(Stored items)
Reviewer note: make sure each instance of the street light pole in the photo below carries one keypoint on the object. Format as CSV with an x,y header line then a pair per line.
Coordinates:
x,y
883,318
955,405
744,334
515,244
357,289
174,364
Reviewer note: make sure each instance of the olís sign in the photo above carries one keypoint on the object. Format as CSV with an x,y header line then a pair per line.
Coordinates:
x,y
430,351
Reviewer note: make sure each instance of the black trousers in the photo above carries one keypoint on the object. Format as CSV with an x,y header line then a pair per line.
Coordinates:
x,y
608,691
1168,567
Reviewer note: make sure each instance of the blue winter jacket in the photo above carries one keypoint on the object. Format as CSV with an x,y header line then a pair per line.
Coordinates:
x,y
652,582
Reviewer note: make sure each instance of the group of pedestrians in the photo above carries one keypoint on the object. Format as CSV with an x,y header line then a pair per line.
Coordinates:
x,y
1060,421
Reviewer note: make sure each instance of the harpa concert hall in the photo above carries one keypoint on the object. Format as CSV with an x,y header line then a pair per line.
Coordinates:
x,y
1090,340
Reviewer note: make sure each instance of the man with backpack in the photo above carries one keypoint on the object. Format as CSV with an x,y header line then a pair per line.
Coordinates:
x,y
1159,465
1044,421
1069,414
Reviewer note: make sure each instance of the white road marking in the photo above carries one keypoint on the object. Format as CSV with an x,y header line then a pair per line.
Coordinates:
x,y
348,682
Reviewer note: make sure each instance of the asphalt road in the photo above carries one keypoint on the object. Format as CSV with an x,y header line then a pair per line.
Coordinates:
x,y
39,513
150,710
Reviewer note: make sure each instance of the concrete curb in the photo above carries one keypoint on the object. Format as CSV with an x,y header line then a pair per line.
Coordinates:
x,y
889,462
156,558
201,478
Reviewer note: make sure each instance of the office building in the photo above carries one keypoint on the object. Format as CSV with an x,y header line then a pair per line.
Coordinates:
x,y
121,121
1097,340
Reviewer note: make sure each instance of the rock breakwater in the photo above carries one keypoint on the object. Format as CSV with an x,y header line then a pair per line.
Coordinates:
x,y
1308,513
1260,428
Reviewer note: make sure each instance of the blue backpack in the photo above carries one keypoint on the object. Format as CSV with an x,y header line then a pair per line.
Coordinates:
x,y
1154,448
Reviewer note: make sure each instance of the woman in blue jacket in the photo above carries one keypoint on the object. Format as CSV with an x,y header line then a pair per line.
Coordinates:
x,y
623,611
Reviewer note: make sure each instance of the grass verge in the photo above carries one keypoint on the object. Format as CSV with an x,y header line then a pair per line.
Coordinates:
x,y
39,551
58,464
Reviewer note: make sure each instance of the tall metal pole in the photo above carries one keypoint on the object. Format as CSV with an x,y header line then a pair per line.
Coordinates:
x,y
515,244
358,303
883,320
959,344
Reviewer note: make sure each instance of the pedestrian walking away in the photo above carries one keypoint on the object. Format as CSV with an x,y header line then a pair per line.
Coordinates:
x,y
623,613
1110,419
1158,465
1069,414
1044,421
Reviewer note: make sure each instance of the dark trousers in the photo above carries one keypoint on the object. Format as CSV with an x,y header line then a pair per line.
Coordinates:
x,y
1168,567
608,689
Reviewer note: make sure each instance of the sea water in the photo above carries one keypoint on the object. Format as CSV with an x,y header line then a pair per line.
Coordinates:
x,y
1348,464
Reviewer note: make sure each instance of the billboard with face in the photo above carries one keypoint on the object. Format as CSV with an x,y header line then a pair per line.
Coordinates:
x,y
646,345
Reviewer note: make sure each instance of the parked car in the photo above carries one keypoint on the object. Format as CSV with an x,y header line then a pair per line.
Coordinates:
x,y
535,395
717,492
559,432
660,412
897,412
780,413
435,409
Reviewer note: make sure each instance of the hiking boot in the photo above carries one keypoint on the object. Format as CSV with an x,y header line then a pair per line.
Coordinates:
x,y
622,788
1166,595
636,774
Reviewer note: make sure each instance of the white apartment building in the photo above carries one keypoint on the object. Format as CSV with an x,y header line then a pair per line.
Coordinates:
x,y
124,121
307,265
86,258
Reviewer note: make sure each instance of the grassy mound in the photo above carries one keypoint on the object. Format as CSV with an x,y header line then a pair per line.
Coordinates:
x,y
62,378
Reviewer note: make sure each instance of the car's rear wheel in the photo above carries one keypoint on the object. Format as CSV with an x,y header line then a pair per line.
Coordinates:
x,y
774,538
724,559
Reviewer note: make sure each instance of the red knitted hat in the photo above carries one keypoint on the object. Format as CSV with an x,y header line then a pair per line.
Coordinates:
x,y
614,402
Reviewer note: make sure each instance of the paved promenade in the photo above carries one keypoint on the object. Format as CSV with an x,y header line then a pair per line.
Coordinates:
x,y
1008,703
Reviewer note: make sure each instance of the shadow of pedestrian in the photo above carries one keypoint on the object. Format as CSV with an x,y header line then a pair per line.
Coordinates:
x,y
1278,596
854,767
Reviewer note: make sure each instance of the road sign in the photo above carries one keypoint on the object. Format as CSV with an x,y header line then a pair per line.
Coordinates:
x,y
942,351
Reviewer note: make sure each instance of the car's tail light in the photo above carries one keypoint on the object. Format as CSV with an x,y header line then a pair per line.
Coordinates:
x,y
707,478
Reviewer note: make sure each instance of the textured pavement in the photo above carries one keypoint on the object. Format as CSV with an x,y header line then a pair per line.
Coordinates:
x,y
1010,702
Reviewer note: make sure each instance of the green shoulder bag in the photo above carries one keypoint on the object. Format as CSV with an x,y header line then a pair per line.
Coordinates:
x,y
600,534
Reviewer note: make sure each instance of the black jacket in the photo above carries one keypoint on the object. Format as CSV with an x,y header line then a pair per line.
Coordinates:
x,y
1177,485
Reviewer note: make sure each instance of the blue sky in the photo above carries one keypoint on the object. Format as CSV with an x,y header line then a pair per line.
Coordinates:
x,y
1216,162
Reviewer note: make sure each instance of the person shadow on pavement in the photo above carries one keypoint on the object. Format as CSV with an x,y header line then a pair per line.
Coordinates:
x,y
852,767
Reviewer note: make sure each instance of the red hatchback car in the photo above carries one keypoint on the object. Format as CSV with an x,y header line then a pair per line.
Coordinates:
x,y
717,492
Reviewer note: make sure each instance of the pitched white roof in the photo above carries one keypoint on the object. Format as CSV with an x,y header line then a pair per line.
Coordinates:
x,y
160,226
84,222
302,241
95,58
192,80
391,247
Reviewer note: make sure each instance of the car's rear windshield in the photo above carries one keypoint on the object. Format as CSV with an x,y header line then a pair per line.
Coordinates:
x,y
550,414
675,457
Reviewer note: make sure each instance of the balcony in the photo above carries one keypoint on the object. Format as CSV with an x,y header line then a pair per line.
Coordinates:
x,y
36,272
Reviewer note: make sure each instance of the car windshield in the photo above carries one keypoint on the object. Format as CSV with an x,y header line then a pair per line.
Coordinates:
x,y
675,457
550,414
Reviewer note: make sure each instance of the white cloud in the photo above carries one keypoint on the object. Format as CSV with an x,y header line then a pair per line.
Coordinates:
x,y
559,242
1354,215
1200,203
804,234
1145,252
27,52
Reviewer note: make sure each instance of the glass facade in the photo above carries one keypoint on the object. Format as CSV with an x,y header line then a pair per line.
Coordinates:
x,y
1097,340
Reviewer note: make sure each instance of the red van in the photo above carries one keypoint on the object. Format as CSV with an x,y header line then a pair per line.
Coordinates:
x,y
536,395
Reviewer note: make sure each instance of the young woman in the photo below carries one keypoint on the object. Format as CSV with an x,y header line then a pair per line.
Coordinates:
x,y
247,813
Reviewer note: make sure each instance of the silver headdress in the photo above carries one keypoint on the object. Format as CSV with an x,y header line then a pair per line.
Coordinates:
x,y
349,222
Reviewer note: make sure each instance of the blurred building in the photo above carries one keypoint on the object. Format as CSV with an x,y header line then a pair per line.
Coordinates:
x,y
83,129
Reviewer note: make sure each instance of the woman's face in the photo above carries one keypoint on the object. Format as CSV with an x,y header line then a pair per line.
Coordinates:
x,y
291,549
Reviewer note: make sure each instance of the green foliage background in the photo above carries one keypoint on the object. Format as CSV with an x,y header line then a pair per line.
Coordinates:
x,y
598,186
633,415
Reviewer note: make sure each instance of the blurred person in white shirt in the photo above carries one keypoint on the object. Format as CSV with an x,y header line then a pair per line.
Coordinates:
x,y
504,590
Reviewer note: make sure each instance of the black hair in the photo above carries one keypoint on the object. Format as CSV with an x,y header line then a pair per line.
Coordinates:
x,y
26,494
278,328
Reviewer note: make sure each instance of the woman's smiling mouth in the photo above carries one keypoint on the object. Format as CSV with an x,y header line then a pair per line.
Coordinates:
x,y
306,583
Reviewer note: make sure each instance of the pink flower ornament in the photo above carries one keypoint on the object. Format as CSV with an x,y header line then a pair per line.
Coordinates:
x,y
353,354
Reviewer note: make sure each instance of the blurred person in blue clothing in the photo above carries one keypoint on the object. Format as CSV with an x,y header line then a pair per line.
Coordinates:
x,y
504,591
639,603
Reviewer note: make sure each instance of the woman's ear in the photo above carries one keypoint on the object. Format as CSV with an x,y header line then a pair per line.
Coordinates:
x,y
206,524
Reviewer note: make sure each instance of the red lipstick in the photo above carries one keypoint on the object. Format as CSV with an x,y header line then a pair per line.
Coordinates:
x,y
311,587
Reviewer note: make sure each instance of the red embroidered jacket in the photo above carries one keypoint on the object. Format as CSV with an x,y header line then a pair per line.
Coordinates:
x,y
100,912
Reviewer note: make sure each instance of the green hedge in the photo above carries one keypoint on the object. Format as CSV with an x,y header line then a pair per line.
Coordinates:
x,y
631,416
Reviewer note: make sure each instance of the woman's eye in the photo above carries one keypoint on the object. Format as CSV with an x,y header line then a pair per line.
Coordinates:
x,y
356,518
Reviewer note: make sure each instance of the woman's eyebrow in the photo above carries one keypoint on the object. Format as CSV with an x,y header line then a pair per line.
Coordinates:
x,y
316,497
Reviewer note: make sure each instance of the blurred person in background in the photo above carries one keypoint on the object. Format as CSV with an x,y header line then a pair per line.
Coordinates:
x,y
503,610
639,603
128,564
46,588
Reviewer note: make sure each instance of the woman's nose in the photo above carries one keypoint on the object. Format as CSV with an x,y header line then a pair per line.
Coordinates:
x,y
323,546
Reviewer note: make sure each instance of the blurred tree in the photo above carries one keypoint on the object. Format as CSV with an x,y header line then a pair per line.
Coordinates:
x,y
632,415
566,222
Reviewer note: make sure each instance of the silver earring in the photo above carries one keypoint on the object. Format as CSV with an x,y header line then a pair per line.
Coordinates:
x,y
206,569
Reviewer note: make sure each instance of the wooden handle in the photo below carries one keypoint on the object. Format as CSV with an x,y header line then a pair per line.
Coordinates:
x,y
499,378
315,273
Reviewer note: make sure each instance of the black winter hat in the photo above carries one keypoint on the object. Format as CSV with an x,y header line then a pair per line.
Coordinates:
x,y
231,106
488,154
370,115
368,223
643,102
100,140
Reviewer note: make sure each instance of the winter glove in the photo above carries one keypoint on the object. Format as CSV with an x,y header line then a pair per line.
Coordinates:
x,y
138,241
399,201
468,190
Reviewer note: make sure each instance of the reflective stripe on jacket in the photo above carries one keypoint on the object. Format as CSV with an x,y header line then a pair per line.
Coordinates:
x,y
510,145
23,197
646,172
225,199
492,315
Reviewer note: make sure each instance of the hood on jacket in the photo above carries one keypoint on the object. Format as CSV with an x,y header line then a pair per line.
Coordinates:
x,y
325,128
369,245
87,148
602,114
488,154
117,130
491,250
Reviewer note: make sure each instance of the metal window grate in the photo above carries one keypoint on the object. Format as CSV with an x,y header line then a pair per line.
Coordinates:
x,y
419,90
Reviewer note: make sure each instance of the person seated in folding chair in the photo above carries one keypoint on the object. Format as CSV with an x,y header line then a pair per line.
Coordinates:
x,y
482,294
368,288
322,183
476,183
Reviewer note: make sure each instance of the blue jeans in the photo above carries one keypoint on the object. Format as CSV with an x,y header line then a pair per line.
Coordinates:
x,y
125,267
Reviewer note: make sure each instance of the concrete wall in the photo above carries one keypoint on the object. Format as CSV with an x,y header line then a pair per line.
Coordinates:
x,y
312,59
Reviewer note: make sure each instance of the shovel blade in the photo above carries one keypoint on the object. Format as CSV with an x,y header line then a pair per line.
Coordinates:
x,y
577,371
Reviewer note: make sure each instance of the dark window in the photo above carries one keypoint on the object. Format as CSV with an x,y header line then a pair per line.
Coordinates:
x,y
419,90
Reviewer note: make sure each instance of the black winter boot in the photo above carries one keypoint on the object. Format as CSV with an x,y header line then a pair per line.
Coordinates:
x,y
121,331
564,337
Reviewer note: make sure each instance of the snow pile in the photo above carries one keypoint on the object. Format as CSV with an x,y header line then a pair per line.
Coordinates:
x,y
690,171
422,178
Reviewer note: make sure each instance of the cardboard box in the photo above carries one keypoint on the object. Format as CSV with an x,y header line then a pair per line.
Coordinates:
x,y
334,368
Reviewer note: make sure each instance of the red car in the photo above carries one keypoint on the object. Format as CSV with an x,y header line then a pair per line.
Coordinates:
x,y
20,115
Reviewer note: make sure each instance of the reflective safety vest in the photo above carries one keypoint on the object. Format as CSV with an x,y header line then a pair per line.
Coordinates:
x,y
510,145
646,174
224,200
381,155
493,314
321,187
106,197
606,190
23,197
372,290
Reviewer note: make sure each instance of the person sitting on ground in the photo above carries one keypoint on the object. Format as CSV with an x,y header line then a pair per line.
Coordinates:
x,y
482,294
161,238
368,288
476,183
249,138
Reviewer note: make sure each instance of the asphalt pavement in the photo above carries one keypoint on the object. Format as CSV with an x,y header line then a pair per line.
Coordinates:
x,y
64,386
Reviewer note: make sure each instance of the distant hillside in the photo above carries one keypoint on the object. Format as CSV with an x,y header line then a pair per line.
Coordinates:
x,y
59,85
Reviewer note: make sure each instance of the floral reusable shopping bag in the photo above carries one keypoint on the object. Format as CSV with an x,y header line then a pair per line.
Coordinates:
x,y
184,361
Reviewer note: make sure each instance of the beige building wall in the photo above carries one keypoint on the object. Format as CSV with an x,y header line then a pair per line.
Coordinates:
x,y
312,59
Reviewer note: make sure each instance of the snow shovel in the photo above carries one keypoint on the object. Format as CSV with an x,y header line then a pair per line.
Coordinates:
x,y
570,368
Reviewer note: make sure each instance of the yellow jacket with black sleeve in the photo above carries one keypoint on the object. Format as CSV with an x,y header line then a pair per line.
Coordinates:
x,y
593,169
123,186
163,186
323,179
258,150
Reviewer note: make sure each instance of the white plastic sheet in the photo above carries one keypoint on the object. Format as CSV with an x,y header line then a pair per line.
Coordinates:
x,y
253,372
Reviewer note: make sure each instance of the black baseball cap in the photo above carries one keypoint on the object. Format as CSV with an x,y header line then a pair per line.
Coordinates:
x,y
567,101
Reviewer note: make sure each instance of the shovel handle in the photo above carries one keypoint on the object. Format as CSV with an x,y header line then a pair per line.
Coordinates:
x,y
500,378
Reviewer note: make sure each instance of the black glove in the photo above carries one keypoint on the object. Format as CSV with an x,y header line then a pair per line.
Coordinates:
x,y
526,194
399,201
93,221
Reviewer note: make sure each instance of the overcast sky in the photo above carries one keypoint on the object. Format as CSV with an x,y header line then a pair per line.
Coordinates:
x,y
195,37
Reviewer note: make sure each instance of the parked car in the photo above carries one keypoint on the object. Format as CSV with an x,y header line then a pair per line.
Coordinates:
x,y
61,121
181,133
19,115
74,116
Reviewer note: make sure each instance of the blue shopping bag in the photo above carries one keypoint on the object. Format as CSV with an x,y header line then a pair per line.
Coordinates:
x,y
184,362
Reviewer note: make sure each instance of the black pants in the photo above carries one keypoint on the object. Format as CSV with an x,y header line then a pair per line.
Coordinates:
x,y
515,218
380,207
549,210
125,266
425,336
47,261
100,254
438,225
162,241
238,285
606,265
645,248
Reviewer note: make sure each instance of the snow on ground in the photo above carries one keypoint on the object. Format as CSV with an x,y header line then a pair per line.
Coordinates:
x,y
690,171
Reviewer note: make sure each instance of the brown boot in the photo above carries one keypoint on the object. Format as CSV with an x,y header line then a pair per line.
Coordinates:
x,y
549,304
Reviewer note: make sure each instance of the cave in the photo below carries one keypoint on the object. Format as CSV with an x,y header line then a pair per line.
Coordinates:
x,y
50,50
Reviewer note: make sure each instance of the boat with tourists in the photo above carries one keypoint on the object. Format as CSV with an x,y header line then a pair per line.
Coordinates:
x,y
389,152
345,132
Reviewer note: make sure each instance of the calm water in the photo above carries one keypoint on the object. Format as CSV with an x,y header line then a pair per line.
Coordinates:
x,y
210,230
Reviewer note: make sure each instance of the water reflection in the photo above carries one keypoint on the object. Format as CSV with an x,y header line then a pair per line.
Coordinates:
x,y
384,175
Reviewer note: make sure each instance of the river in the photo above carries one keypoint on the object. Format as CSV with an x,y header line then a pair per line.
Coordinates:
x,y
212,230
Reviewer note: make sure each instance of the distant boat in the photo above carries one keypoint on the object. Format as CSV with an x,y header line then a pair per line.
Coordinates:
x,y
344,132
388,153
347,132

Goal: Copy out the rows above again without any changes. Begin at the line that contains "Reviewer note: make sure each instance of the cave" and continue through the last line of the rows.

Task solution:
Reviewer note: make sure each instance of the cave in the photo below carries one keypoint on the object. Format as CSV with an x,y header line then a pair per line.
Coordinates:
x,y
50,50
Reviewer note: make sure each instance of the boat with tourists in the photo above carries one keypoint on the object. Format as CSV with an x,y header line then a pair per line.
Coordinates:
x,y
389,152
345,132
Reviewer note: make sure each instance of the calm water in the photo above carries one keypoint on the object. Format as CSV with an x,y header line then a pair per line.
Coordinates:
x,y
210,230
Reviewer note: make sure each instance of the water reflection in the photo above carries one keypoint on the object. Format as CSV with an x,y header line then a pair per line.
Coordinates:
x,y
384,175
Reviewer note: make sure each instance of the river in the photo above carries one keypoint on the object. Format as CSV with an x,y header line then a pair per line.
Coordinates:
x,y
212,230
Reviewer note: make sure each instance of the distant boat in the photo above carries one keypoint on the object. Format as CSV with an x,y header line then a pair per line.
Coordinates:
x,y
344,132
388,153
347,132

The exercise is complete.